Instructions for the task =>
Every entry must be given again exactly.

Listed entries =>
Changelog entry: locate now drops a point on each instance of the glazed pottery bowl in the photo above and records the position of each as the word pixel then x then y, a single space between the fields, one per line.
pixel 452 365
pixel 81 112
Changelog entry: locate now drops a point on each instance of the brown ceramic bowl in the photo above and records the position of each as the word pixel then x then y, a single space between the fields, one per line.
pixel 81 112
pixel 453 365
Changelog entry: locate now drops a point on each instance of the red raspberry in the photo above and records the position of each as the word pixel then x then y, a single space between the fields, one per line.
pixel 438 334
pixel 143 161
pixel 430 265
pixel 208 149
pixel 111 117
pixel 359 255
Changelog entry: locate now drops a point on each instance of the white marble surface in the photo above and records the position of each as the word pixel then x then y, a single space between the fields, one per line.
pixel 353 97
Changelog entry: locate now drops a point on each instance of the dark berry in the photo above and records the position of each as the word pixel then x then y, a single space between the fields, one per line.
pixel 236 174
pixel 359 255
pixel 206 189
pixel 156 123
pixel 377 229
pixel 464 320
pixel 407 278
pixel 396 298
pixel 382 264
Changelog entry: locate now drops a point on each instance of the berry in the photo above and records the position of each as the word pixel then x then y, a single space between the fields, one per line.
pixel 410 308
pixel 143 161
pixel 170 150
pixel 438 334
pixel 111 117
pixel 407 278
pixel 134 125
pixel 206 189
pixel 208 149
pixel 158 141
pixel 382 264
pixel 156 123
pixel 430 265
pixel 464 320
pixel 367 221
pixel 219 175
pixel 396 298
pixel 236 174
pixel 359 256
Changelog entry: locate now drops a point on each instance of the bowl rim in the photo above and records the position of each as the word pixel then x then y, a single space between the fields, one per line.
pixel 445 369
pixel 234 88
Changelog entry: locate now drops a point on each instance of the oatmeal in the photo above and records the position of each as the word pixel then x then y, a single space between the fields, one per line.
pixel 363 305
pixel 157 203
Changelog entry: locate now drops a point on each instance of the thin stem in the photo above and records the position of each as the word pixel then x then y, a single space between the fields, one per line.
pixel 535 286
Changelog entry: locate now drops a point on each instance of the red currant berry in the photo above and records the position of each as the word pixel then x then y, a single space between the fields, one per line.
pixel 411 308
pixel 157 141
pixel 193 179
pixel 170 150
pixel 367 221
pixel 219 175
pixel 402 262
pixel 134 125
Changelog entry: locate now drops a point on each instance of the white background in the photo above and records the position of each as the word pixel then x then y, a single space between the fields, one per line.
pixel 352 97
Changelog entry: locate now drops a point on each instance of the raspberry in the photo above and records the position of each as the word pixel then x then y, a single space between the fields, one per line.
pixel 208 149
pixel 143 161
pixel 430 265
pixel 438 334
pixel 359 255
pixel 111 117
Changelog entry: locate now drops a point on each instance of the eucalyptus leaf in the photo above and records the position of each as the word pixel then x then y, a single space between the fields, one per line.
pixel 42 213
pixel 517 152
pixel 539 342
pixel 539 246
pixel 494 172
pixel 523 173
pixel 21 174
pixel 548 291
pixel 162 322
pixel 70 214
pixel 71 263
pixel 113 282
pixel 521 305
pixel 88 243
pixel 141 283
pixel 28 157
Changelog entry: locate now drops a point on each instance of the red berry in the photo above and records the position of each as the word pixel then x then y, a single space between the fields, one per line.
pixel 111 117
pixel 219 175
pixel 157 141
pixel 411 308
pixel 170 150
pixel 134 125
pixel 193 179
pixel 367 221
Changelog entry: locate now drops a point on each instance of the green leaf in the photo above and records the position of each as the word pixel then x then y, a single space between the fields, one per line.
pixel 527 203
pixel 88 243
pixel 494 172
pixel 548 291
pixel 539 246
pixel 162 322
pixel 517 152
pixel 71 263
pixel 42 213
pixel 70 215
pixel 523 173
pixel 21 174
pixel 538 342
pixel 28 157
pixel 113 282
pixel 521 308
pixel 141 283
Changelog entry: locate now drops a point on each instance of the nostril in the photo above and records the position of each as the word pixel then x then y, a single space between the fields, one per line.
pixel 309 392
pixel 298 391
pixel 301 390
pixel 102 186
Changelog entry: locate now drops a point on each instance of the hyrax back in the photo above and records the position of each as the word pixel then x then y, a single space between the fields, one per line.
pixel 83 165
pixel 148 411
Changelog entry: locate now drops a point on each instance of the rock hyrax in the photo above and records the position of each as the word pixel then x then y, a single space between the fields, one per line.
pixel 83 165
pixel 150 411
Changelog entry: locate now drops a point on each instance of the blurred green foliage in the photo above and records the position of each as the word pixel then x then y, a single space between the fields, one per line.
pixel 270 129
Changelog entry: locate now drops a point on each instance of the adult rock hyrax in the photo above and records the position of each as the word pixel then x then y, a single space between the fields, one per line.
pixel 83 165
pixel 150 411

Answer section =>
Changelog entry: locate now drops a point on each instance of the glazed pottery bowl in the photo above and records the position of each as the word pixel then x then y, a single space between the fields, one per line.
pixel 452 365
pixel 81 112
Changelog entry: locate now drops a point on each instance of the brown ceramic bowl in the photo above and records the position of each as the word pixel then x then y, a single space between the fields, one per line.
pixel 81 112
pixel 453 365
Changelog entry: locate now drops a point on each instance of the red raspberry in the photo above and records the position of each as the word pixel then x then y, a single space between the fields, one per line.
pixel 438 334
pixel 143 161
pixel 430 265
pixel 208 149
pixel 111 117
pixel 359 255
Changelog entry: locate now drops a point on each instance of the white marble surface in the photo above and records the position of each as the word pixel then x then y, a single space between the fields, one per line.
pixel 353 97
Changelog entry: locate now drops a point on each instance of the dark berry in the photo above and records the position of each as the word pixel then x then y, a single space between the fields, one per line.
pixel 236 174
pixel 359 255
pixel 206 189
pixel 156 123
pixel 377 229
pixel 464 320
pixel 407 278
pixel 396 298
pixel 382 264
Changelog entry: locate now drops a point on each instance of the berry in the photo above and records the position of each as the word pixel then x then y, a single space between the fields, one per line.
pixel 410 308
pixel 143 161
pixel 170 150
pixel 438 334
pixel 111 117
pixel 407 278
pixel 134 125
pixel 206 189
pixel 208 149
pixel 158 141
pixel 382 264
pixel 156 123
pixel 430 265
pixel 464 320
pixel 367 221
pixel 219 175
pixel 396 298
pixel 236 174
pixel 359 256
Changelog entry: locate now drops a point on each instance of the bowl rim in the photo above and records the position of each as the word pixel then x then y, a single space between the fields, one per line.
pixel 445 369
pixel 234 88
Changelog entry: locate now drops a point on each instance of the oatmeal in the photo above and records the position of each as the word pixel then x then y, a single space between the fields, one per line.
pixel 363 305
pixel 157 203
Changelog entry: locate now drops a point on each instance of the thin stem in the photo above and records the position of each as the word pixel then x then y, a single space between the fields, one per line.
pixel 535 286
Changelog entry: locate now drops a point on each instance of the red currant berry in the photo above and records the position of each as the word pixel then x then y, a single space between the fields, one per line.
pixel 411 308
pixel 157 141
pixel 193 179
pixel 170 150
pixel 367 221
pixel 219 175
pixel 402 262
pixel 134 125
Changelog entry: locate now drops a point on each instance of the white background in the photo above and records the position of each as the word pixel then x then y, a single space between the fields, one per line.
pixel 352 97
Changelog entry: locate now drops a point on each instance of the raspberry in the photo above and records the position of each as the word pixel then x then y, a single space between the fields, one per line.
pixel 208 149
pixel 143 161
pixel 430 265
pixel 438 334
pixel 359 255
pixel 111 117
Changelog entry: locate now drops a point on each instance of the eucalyptus leaf in the photo above and records the position of each as the word pixel then x then y, a single space between the fields, one per line.
pixel 42 213
pixel 517 152
pixel 539 342
pixel 539 246
pixel 494 172
pixel 523 173
pixel 21 174
pixel 548 291
pixel 162 322
pixel 70 214
pixel 71 263
pixel 113 282
pixel 521 305
pixel 88 243
pixel 141 283
pixel 28 157
Changelog entry: locate now drops a point on each instance of the red berry in the photo above and records the position of each as the word pixel then x then y, a single space between the fields, one per line.
pixel 111 117
pixel 219 175
pixel 157 141
pixel 411 308
pixel 170 150
pixel 134 125
pixel 193 179
pixel 367 221
Changelog entry: locate now drops a point on each instance of the green leaf in the photo above and records the position of each as the word pixel then x then y, a single space between the fields, one per line.
pixel 527 203
pixel 88 243
pixel 494 172
pixel 548 291
pixel 539 246
pixel 162 322
pixel 517 152
pixel 71 263
pixel 42 213
pixel 70 215
pixel 523 173
pixel 21 174
pixel 538 342
pixel 28 157
pixel 113 282
pixel 521 308
pixel 141 283
Changelog entry: locate now drops a point on each instance of the nostril in the photo above and records the position of each as the word pixel then x then y, a single space between the fields, one per line.
pixel 309 392
pixel 298 391
pixel 301 390
pixel 102 186
Changelog entry: locate now drops a point on each instance of the hyrax back in the photo above and records the position of each as the word pixel then x then y, a single space between the fields, one per line.
pixel 83 165
pixel 148 411
Changelog entry: locate now drops a point on each instance of the rock hyrax in the photo above and records the position of each as the word pixel then x then y, a single space between the fields, one per line.
pixel 83 165
pixel 150 411
Changelog entry: locate now drops a point on each instance of the blurred green foliage in the photo above and records the position of each as the word pixel then x then y, a single space between the fields, one per line.
pixel 270 129
Changelog entry: locate now drops a point on each instance of the adult rock hyrax in the photo above and records the position of each as the word pixel then x then y, a single space between the fields, one per line.
pixel 83 165
pixel 150 411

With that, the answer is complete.